### Set task
Copy out exactly the lines running from the one with "Would you mind annotating the chair" through the final line, both ends included, and nothing else. Pictures stay out of the copy.
───── Input material ─────
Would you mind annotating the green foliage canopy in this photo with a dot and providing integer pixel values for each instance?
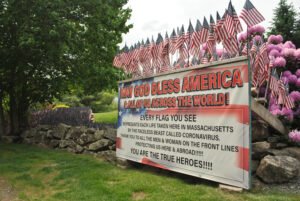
(48, 46)
(285, 22)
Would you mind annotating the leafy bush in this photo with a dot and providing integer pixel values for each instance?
(73, 116)
(101, 102)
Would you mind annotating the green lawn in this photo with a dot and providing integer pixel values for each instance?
(40, 174)
(107, 117)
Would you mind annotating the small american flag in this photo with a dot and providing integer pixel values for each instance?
(180, 38)
(173, 39)
(189, 35)
(211, 37)
(229, 21)
(274, 87)
(236, 20)
(204, 59)
(250, 14)
(216, 29)
(196, 36)
(204, 31)
(117, 62)
(125, 56)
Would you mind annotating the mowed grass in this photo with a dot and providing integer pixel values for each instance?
(41, 174)
(107, 117)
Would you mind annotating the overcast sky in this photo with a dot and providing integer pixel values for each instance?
(150, 17)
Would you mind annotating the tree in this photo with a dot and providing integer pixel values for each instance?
(48, 46)
(284, 21)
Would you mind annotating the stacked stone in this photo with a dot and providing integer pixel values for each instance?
(101, 143)
(272, 161)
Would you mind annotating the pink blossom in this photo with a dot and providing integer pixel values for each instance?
(287, 73)
(262, 90)
(297, 54)
(242, 37)
(279, 62)
(274, 53)
(275, 107)
(289, 44)
(275, 39)
(276, 47)
(204, 47)
(260, 29)
(276, 112)
(298, 83)
(288, 113)
(295, 135)
(279, 38)
(288, 52)
(297, 112)
(284, 79)
(295, 95)
(219, 52)
(272, 101)
(292, 79)
(258, 39)
(298, 72)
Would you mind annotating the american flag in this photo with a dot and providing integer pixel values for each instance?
(245, 49)
(216, 29)
(204, 31)
(204, 59)
(165, 51)
(260, 70)
(229, 21)
(157, 50)
(237, 23)
(196, 36)
(250, 14)
(281, 92)
(274, 85)
(180, 38)
(125, 59)
(173, 39)
(189, 34)
(117, 62)
(230, 45)
(211, 37)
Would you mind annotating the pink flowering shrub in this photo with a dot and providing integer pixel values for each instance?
(279, 62)
(297, 54)
(292, 79)
(295, 135)
(289, 44)
(287, 73)
(275, 39)
(298, 83)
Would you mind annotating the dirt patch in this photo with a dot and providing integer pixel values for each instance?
(139, 195)
(6, 191)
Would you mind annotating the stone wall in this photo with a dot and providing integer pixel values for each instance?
(79, 140)
(272, 160)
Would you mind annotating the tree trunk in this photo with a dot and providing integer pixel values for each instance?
(2, 124)
(13, 114)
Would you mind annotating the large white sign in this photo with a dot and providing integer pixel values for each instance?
(194, 121)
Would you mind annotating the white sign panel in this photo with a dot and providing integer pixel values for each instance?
(194, 122)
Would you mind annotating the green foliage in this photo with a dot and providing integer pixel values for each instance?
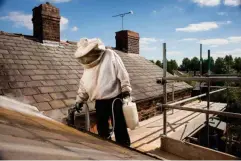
(158, 63)
(195, 64)
(171, 65)
(185, 64)
(220, 66)
(205, 65)
(237, 64)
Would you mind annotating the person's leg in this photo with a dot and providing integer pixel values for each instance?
(121, 133)
(102, 115)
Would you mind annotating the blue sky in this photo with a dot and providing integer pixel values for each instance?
(182, 24)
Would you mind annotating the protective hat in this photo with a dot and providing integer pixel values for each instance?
(86, 45)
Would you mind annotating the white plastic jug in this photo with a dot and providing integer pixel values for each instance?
(130, 113)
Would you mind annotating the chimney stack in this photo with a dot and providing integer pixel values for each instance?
(46, 23)
(127, 41)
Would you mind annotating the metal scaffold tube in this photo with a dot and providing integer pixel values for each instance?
(195, 97)
(227, 114)
(212, 79)
(164, 88)
(208, 97)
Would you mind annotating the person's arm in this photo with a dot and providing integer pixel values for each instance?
(122, 74)
(82, 95)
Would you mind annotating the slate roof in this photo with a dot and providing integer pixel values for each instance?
(26, 134)
(48, 76)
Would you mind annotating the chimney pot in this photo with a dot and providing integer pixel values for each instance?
(127, 41)
(46, 22)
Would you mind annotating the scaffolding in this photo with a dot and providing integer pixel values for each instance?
(208, 79)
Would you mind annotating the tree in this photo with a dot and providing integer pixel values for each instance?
(194, 65)
(171, 65)
(237, 64)
(220, 66)
(186, 64)
(205, 65)
(228, 61)
(158, 63)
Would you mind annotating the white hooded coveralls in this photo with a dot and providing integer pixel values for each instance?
(106, 80)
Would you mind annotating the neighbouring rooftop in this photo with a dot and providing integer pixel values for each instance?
(47, 76)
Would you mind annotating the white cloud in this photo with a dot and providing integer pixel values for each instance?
(55, 1)
(63, 23)
(179, 8)
(209, 3)
(234, 53)
(173, 53)
(235, 39)
(25, 20)
(217, 42)
(203, 26)
(189, 39)
(224, 22)
(147, 40)
(232, 2)
(214, 41)
(149, 43)
(75, 28)
(146, 48)
(222, 13)
(19, 19)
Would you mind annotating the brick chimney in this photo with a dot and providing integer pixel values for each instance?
(46, 22)
(127, 41)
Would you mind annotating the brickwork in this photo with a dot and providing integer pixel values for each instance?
(127, 41)
(46, 22)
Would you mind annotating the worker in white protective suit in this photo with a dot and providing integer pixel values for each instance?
(104, 79)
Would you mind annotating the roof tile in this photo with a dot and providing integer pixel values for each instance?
(43, 106)
(17, 84)
(60, 82)
(48, 83)
(71, 94)
(29, 91)
(57, 104)
(33, 84)
(33, 62)
(69, 102)
(12, 92)
(30, 66)
(46, 89)
(57, 96)
(4, 85)
(37, 77)
(60, 89)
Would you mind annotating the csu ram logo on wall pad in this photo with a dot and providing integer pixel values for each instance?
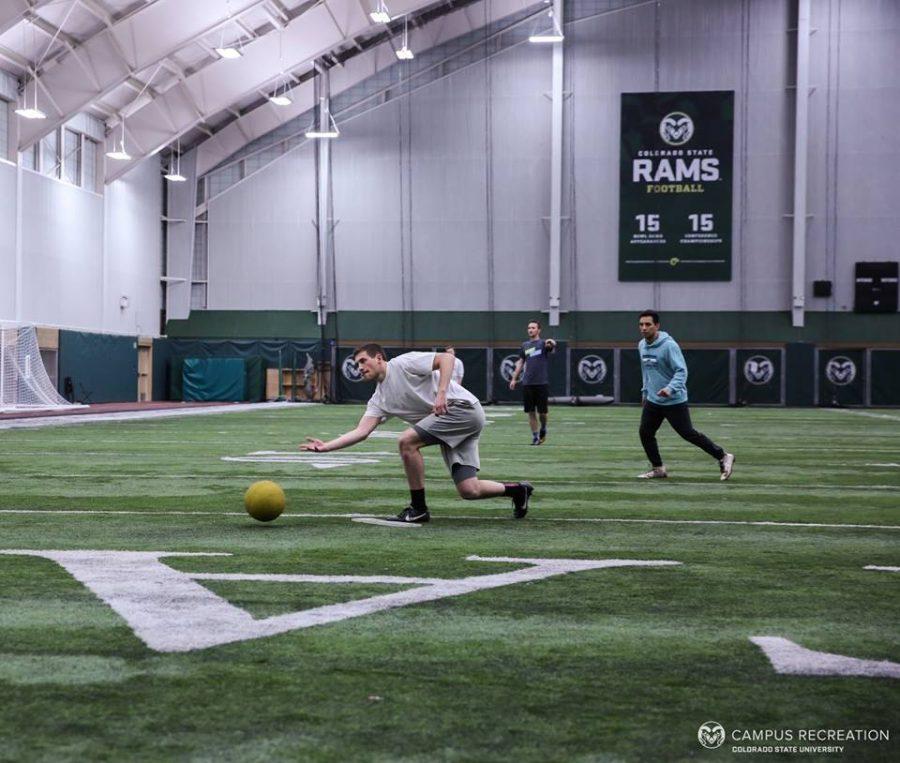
(592, 369)
(759, 370)
(676, 128)
(840, 370)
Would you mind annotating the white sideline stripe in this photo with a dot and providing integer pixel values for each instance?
(386, 522)
(166, 413)
(789, 658)
(290, 578)
(170, 612)
(865, 413)
(351, 515)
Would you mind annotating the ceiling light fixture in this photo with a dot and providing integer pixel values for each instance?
(327, 125)
(405, 54)
(174, 175)
(281, 98)
(553, 34)
(119, 153)
(380, 14)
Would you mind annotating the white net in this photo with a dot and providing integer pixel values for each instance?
(24, 384)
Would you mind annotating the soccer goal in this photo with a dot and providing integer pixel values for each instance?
(24, 384)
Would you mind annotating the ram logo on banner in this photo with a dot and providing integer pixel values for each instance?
(759, 370)
(592, 369)
(840, 370)
(675, 186)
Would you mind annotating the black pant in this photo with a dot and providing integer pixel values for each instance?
(679, 417)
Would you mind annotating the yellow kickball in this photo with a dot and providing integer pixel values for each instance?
(264, 500)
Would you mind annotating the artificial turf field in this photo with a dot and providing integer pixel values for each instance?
(621, 663)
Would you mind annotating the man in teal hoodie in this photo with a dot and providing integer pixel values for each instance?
(664, 398)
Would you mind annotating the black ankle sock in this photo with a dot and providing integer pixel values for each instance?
(417, 499)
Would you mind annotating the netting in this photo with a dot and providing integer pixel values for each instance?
(24, 383)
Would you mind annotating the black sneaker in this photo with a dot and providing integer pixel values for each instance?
(415, 516)
(521, 498)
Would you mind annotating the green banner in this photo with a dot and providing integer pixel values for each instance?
(675, 186)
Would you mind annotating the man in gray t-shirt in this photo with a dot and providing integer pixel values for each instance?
(439, 412)
(536, 380)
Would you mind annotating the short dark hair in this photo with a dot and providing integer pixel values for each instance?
(371, 349)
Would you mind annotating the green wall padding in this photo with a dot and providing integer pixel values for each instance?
(885, 377)
(102, 367)
(222, 379)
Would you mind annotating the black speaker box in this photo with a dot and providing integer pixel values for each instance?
(876, 287)
(821, 288)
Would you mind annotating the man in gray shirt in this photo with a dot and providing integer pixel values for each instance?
(439, 412)
(536, 380)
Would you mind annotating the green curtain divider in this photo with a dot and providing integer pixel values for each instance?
(885, 375)
(220, 379)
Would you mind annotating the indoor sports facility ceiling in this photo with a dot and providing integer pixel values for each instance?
(151, 68)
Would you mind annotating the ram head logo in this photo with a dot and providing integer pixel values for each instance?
(759, 370)
(507, 366)
(840, 370)
(676, 128)
(711, 735)
(351, 370)
(592, 369)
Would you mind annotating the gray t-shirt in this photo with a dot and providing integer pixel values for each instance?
(534, 352)
(409, 389)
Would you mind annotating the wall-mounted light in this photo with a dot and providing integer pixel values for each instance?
(380, 13)
(119, 153)
(404, 53)
(327, 126)
(30, 112)
(551, 34)
(174, 175)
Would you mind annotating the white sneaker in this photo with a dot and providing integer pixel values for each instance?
(726, 466)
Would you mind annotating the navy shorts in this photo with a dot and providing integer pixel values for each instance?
(535, 397)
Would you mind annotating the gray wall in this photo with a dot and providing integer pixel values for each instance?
(440, 195)
(81, 251)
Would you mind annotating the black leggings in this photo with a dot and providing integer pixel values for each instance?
(679, 417)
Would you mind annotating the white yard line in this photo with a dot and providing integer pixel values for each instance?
(165, 413)
(865, 413)
(354, 516)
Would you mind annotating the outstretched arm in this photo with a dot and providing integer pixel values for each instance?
(365, 427)
(443, 364)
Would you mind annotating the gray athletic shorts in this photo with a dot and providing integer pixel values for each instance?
(457, 432)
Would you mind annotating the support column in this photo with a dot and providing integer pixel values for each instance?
(801, 139)
(324, 229)
(556, 144)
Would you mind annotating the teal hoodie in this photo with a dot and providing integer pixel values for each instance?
(662, 365)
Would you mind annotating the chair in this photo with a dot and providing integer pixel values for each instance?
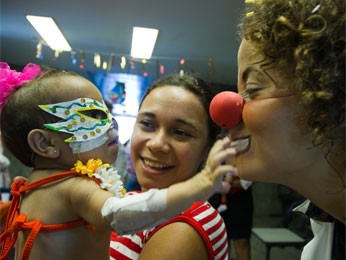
(277, 237)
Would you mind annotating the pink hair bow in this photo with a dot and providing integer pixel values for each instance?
(11, 79)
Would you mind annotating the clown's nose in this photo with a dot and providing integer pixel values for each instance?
(226, 109)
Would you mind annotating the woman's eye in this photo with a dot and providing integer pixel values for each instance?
(182, 133)
(147, 125)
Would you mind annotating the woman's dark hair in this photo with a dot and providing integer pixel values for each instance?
(196, 86)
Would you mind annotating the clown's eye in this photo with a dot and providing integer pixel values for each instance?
(95, 113)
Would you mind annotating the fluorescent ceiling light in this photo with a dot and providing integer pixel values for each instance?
(50, 32)
(143, 42)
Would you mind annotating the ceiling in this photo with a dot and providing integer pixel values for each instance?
(202, 32)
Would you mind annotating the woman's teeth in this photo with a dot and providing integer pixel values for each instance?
(241, 145)
(155, 164)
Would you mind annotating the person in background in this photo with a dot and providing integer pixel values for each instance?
(291, 73)
(4, 187)
(58, 123)
(236, 209)
(171, 138)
─────
### Result for this task
Would you mind annotating the chair in this photo with a dot and providing integer pixel values for each instance?
(277, 237)
Would you mind annotating the pink hair bow in this photo with a dot and providing integer pixel values for each instance?
(11, 79)
Would you mind annotating the clown's nose in this photo with a dot and providing integer pixel values for each instance?
(226, 109)
Would you mind annotating the woman's eye in this photo with a dot and providing integer pixel values for each instance?
(182, 133)
(147, 125)
Would you mind annotating the woman's dark hair in this photo with a dot and providing integer pixel values for each instance?
(196, 86)
Would you mind annotating the clown's eye in this photo with a dot and providing integer pixel values for each instance?
(95, 113)
Would you mind annotating the fluorescent ceiling light in this photo with a dot and providing integer pixel values for each instance?
(50, 32)
(143, 42)
Would you mind annotating the ceiling in this photo with a dot and providing integer pixel values for each instance?
(202, 32)
Would you mind annotating the woman's teeth in this photo with a dot and providing integer pixel values for each instance?
(241, 145)
(155, 164)
Would you mind annotating the person in background in this photo with a dot and providing integer pixel values for each instance?
(291, 73)
(4, 187)
(58, 123)
(236, 209)
(171, 138)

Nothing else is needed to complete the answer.